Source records
* * *

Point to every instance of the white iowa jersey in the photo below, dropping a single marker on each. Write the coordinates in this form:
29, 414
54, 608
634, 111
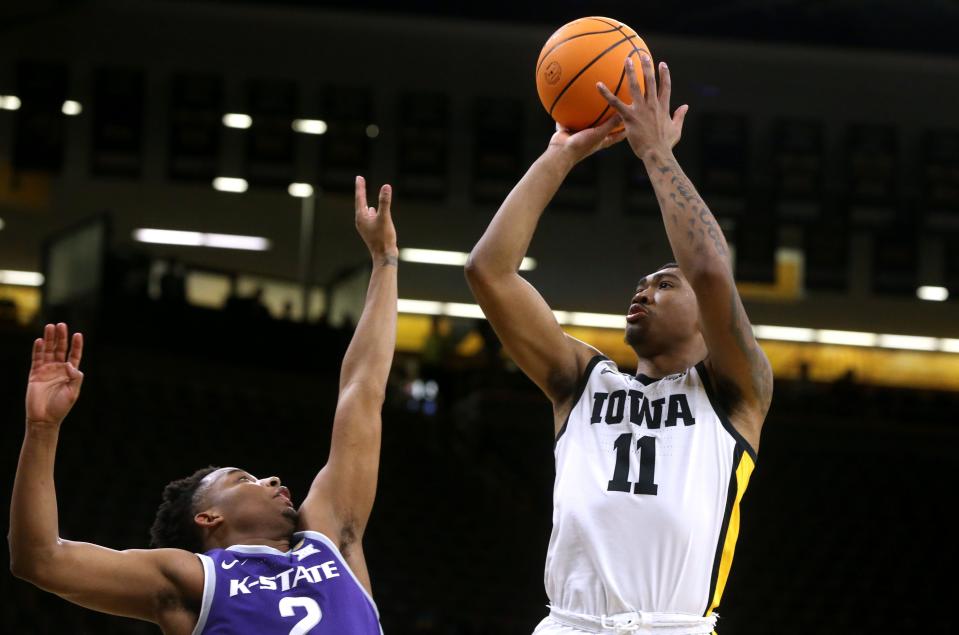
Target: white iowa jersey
649, 476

* * *

> [WHAT TO DO] Return every line of the material above word for word, leaving the pictures out.

> [TASK RESULT]
Point to every instance of the white iowa jersey in the photo below, dropping a single marker on each. Write the coordinates in this form:
29, 414
54, 608
634, 111
Target: white iowa jersey
649, 476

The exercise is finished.